### Job
Copy every record word for word.

[Stored records]

══════════

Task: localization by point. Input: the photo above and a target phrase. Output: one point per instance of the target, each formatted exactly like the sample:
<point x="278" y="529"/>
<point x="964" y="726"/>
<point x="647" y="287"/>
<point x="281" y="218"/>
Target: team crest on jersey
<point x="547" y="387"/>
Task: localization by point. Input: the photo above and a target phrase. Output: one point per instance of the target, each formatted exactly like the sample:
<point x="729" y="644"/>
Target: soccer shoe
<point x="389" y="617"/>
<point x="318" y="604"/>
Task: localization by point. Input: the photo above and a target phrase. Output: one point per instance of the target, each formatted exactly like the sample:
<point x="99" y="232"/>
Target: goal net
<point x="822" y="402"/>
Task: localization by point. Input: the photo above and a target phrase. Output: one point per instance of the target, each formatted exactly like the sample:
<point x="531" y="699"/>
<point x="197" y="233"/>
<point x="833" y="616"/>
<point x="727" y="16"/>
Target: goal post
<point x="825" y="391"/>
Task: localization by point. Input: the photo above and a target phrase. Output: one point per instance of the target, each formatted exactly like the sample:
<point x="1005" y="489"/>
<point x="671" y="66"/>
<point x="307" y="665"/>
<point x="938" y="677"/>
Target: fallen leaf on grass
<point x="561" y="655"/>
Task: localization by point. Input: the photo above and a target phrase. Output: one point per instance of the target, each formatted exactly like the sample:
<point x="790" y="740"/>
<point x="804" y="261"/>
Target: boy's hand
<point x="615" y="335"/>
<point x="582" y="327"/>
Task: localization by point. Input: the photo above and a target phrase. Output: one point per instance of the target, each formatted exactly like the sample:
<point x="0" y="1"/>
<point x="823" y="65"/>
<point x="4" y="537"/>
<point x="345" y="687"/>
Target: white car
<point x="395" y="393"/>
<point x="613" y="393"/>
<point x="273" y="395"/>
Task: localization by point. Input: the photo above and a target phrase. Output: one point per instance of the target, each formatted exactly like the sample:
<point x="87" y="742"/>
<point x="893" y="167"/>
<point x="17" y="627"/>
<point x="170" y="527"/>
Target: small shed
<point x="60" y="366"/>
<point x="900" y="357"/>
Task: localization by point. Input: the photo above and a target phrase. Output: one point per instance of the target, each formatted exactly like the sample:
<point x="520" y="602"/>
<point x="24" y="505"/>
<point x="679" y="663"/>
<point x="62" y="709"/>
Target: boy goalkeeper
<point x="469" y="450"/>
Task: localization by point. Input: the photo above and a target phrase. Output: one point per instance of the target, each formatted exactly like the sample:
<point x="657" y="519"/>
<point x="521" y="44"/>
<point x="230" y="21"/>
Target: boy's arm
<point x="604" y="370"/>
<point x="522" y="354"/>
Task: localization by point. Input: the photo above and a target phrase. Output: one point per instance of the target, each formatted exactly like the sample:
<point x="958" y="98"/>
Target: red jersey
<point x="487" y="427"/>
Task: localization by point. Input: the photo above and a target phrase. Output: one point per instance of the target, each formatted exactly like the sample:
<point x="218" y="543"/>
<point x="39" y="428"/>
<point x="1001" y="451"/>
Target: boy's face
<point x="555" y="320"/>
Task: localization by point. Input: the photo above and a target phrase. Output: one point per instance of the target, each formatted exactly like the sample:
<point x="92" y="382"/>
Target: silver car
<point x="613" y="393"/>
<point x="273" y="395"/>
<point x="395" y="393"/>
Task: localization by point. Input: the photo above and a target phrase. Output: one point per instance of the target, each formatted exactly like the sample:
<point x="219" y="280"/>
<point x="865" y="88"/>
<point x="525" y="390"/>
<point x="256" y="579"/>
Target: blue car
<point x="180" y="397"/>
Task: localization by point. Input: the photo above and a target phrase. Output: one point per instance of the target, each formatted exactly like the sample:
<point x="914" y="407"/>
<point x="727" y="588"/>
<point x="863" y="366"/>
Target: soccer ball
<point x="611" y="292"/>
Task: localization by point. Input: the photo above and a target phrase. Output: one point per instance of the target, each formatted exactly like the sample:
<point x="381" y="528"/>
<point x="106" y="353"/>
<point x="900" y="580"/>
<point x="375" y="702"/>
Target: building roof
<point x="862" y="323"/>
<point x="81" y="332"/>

══════════

### Completed task
Task: localization by point. Input: the photo above and a target phrase. Output: one point per instance of the target, each formatted exactly like the sample:
<point x="278" y="529"/>
<point x="964" y="726"/>
<point x="647" y="287"/>
<point x="281" y="218"/>
Target: team crest on jersey
<point x="547" y="387"/>
Task: localization by point. Input: the photo above and a target phrase. Output: one point per instance of the target, each formatted exactly like the sample:
<point x="729" y="644"/>
Target: soccer shoe
<point x="389" y="617"/>
<point x="318" y="604"/>
Task: localization by point. Input: the photo above and a target phrase. Output: one point per instance of the target, each formatted exactly like the sample:
<point x="99" y="232"/>
Target: goal net
<point x="822" y="402"/>
Task: localization by point. Input: the photo above and a target phrase. Output: one point per instance of the target, each formatted exactly like the sample:
<point x="531" y="699"/>
<point x="197" y="233"/>
<point x="833" y="616"/>
<point x="727" y="16"/>
Target: goal post
<point x="825" y="391"/>
Task: localization by point. Input: the photo above and a target phrase. Output: one point per instance of the target, each formatted exactly like the sample:
<point x="1005" y="489"/>
<point x="671" y="66"/>
<point x="307" y="665"/>
<point x="938" y="677"/>
Target: fallen leaf on grass
<point x="561" y="655"/>
Task: localization by point. Input: the photo above and a target phrase. Output: one point per instance of the target, each formatted exactly like the sample:
<point x="790" y="740"/>
<point x="804" y="261"/>
Target: boy's hand
<point x="615" y="335"/>
<point x="582" y="327"/>
Task: localization by point. Input: the photo above and a target phrase. Output: one point per instance of the target, each formatted exactly like the sample:
<point x="0" y="1"/>
<point x="823" y="65"/>
<point x="4" y="537"/>
<point x="345" y="687"/>
Target: white car
<point x="395" y="393"/>
<point x="613" y="393"/>
<point x="273" y="395"/>
Task: localization by point. Input: the photo above and a target phrase. Output: one point per instance of the target, each formatted exactly like the sample:
<point x="87" y="742"/>
<point x="893" y="167"/>
<point x="17" y="627"/>
<point x="170" y="527"/>
Target: small shed
<point x="60" y="366"/>
<point x="900" y="357"/>
Task: localization by point. Input: the photo above and a target phrase. Output: one point per instance of the target, each formatted exactly like the sample:
<point x="520" y="602"/>
<point x="24" y="505"/>
<point x="679" y="663"/>
<point x="62" y="709"/>
Target: boy goalkeeper
<point x="469" y="450"/>
Task: localization by point. Input: the photo above and a target phrase. Output: one point per instance of the target, each formatted exactly like the sample:
<point x="657" y="519"/>
<point x="521" y="44"/>
<point x="230" y="21"/>
Target: boy's arm
<point x="604" y="370"/>
<point x="522" y="354"/>
Task: localization by point. Input: the photo above and a target phrase. Output: one point per instance of the target, each formatted exactly like the sample:
<point x="958" y="98"/>
Target: red jersey
<point x="487" y="427"/>
Task: localization by point. Input: the photo above and a target phrase. Output: one point per instance of the target, each formatted exactly like the sample:
<point x="218" y="543"/>
<point x="39" y="428"/>
<point x="1001" y="451"/>
Target: boy's face
<point x="555" y="320"/>
Task: localization by point. Input: the photo above and a target phrase. Output: one point per instance of the target, each formatted exactly like the sample:
<point x="92" y="382"/>
Target: silver car
<point x="613" y="393"/>
<point x="273" y="395"/>
<point x="395" y="393"/>
Task: localization by point. Input: the photo above and a target phrase. Output: one point per instance of the target, each formatted exactly like the sample:
<point x="219" y="280"/>
<point x="865" y="88"/>
<point x="525" y="390"/>
<point x="256" y="579"/>
Target: blue car
<point x="180" y="397"/>
Task: localization by point. Input: the photo above and a target phrase. Output: one point per instance of the target, each formatted exactly like the sample:
<point x="914" y="407"/>
<point x="727" y="588"/>
<point x="863" y="366"/>
Target: soccer ball
<point x="611" y="292"/>
Task: localization by point. Input: the photo above and a target phrase. Output: one point per instance of the target, each formatted exactly like the sample:
<point x="381" y="528"/>
<point x="106" y="353"/>
<point x="900" y="580"/>
<point x="375" y="702"/>
Target: building roof
<point x="862" y="323"/>
<point x="81" y="332"/>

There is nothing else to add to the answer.